SELECTED EXCERPT ::
>> Begin
Posted by mo...@apache.org.
This is an automated email from the ASF dual-hosted git repository.

morningman pushed a commit to branch branch-1.2-lts
in repository https://gitbox.apache.org/repos/asf/doris.git

commit dc5588641ec2318c0969f03e1cfad91e77679eb8
Author: Jibing-Li <64...@users.noreply.github.com>
AuthorDate: Fri Jan 27 23:52:11 2023 +0800

    [fix](multi catalog)Support parquet and orc upper case column name (#16111)
    
    External hms catalog table column names in doris are all in lower case,
    while iceberg table or spark-sql created hive table may contain upper case column name,
    which will cause empty query result. This pr is to fix this bug.
    1. For parquet file, transfer all column names to lower case while parse parquet metadata.
    2. For orc file, store the origin column names and lower case column names in two vectors, use the suitable names in different cases.
    3. FE side, change the column name back to the origin column name in iceberg while doing convertToIcebergExpr.
>> End
WORK INSTRUCTIONS ::
1. In the commit email, which branch did morningman push the commit to?
2. Summarize the commit email in two sentences.
3. Repeat everything in the commit email from "[fix](multi catalog)Support parquet" down to "while doing convertToIcebergExpr.".

SOURCE EXCERPT ::
>> Begin
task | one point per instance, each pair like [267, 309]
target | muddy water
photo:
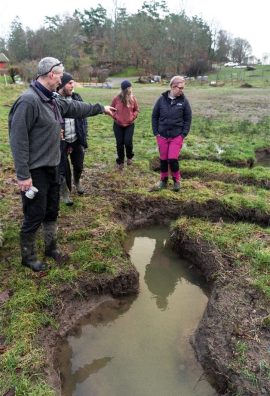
>> End
RESULTS BY TASK ::
1. branch-1.2-lts

2. The commit, pushed to branch-1.2-lts of the Doris repository, adds support for upper case column names in parquet and orc files, because Doris keeps external hms catalog column names in lower case while iceberg or spark-sql created hive tables may use upper case, which causes empty query results. It converts parquet column names to lower case while parsing metadata, stores both the original and lower case orc column names in two vectors, and on the FE side changes column names back to the original iceberg names during convertToIcebergExpr.

3.
[fix](multi catalog)Support parquet and orc upper case column name (#16111)
    
    External hms catalog table column names in doris are all in lower case,
    while iceberg table or spark-sql created hive table may contain upper case column name,
    which will cause empty query result. This pr is to fix this bug.
    1. For parquet file, transfer all column names to lower case while parse parquet metadata.
    2. For orc file, store the origin column names and lower case column names in two vectors, use the suitable names in different cases.
    3. FE side, change the column name back to the origin column name in iceberg while doing convertToIcebergExpr.